**BAGIAN DOKUMEN**.
↓↓↓
Pelajaran dari Mukjizat-Mukjizat Yesus
”PADA hari ketiga suatu pesta pernikahan berlangsung di Kana di Galilea . . . Yesus dan murid-muridnya juga diundang ke pesta pernikahan itu. Ketika anggur makin berkurang, ibu Yesus mengatakan kepadanya, ’Mereka tidak punya anggur.’” Peristiwa ini memberikan kesempatan bagi Yesus untuk melakukan mukjizatnya yang pertama.—Yohanes 2:1-3.
Bukankah problem demikian terlalu sepele, terlalu remeh, untuk dibawa kepada perhatian Yesus? Seorang sarjana Alkitab menjelaskan, ”Kesediaan menerima tamu di Negeri-Negeri Timur adalah suatu kewajiban suci . . . Kesediaan yang tulus dalam menerima tamu, terutama pada pesta pernikahan, mengharuskan adanya makanan dan minuman yang berlimpah. Jika persediaan tersebut [habis] pada pesta pernikahan, reputasi dari keluarga dan pasangan baru itu akan selalu rusak akibat keadaan yang memalukan itu.”
Karena itu, Yesus bertindak. Ia melihat ”enam tempayan air dari batu terletak di sana sebagaimana dituntut oleh peraturan pemurnian orang Yahudi”. Upacara mencuci tangan sebelum makan merupakan kebiasaan di kalangan orang Yahudi, dan persediaan air yang banyak dibutuhkan untuk melayani kebutuhan dari orang-orang yang hadir. ”Isilah tempayan-tempayan air itu dengan air,” Yesus menyuruh orang-orang yang melayani tamu-tamu. Yesus bukanlah ”pengatur pesta”, namun ia berbicara secara langsung dan secara memerintah. Kata kisah tersebut, ’Lalu, ketika pengatur pesta mengecap air, [air] telah berubah menjadi anggur.’—Yohanes 2:6-9; Markus 7:3.
↑↑↑
**LATIHAN 1**.
Ketik ulang dengan tepat bagian teks tentang mukjizat Yesus dari "Pelajaran dari Mukjizat-Mukjizat" sampai "yang pertama.—Yohanes 2:1-3.".

Catatan dataset tentang lokasi objek
↓↓↓
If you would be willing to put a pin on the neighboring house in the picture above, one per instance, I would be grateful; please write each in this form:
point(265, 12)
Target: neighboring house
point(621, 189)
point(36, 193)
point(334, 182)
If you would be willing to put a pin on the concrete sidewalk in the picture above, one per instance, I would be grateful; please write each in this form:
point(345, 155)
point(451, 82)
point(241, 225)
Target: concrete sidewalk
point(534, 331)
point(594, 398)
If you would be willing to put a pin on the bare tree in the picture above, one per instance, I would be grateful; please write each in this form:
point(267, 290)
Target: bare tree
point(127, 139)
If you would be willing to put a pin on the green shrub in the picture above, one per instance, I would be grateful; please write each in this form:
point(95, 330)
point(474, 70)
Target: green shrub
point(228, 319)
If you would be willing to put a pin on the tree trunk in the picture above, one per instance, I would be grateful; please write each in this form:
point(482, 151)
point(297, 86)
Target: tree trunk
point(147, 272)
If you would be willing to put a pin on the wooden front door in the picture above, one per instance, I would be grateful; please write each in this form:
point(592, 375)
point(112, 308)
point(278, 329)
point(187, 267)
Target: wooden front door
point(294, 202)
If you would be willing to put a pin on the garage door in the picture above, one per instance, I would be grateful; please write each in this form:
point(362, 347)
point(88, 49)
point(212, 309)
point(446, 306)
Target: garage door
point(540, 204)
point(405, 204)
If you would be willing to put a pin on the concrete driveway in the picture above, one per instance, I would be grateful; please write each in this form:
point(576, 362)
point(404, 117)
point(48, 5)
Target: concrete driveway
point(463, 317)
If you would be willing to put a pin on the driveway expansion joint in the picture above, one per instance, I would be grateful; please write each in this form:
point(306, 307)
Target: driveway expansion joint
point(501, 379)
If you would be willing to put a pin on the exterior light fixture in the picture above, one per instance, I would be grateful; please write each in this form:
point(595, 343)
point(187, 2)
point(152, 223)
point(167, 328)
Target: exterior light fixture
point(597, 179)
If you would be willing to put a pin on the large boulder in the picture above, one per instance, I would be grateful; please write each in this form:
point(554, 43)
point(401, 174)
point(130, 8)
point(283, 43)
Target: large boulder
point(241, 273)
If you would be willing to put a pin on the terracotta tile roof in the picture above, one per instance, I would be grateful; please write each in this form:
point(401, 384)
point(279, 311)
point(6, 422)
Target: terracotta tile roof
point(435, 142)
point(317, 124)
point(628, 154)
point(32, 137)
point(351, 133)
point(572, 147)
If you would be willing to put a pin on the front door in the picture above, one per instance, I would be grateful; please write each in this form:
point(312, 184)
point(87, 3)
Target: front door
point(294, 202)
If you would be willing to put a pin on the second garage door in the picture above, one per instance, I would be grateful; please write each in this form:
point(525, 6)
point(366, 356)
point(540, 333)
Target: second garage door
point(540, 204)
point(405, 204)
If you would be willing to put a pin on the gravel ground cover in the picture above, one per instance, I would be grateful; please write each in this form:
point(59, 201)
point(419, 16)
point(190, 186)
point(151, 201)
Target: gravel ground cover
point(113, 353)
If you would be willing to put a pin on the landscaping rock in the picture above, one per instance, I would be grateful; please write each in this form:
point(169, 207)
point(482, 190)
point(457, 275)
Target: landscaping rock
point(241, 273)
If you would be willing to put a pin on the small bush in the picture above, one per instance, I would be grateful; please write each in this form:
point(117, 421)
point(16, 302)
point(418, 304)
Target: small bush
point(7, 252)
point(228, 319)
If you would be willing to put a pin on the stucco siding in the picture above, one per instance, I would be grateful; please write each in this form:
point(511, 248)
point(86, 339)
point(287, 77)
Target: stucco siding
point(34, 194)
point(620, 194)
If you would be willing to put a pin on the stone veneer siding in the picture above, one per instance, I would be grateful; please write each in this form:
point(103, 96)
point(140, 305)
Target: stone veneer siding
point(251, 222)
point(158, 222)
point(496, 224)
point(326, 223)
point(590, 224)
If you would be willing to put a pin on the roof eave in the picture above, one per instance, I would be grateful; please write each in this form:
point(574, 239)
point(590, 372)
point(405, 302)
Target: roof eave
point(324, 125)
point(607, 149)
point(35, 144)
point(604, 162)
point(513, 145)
↑↑↑
**LATIHAN 2**.
Tuliskan kembali tanpa perubahan baris-baris catatan di atas, dari baris yang memuat "on the terracotta" sampai baris yang memuat "point(351, 133)", termasuk kedua baris itu.

**JAWABAN BENAR 1**.
Pelajaran dari Mukjizat-Mukjizat Yesus
”PADA hari ketiga suatu pesta pernikahan berlangsung di Kana di Galilea . . . Yesus dan murid-muridnya juga diundang ke pesta pernikahan itu. Ketika anggur makin berkurang, ibu Yesus mengatakan kepadanya, ’Mereka tidak punya anggur.’” Peristiwa ini memberikan kesempatan bagi Yesus untuk melakukan mukjizatnya yang pertama.—Yohanes 2:1-3.

**JAWABAN BENAR 2**.
If you would be willing to put a pin on the terracotta tile roof in the picture above, one per instance, I would be grateful; please write each in this form:
point(401, 384)
point(279, 311)
point(6, 422)
Target: terracotta tile roof
point(435, 142)
point(317, 124)
point(628, 154)
point(32, 137)
point(351, 133)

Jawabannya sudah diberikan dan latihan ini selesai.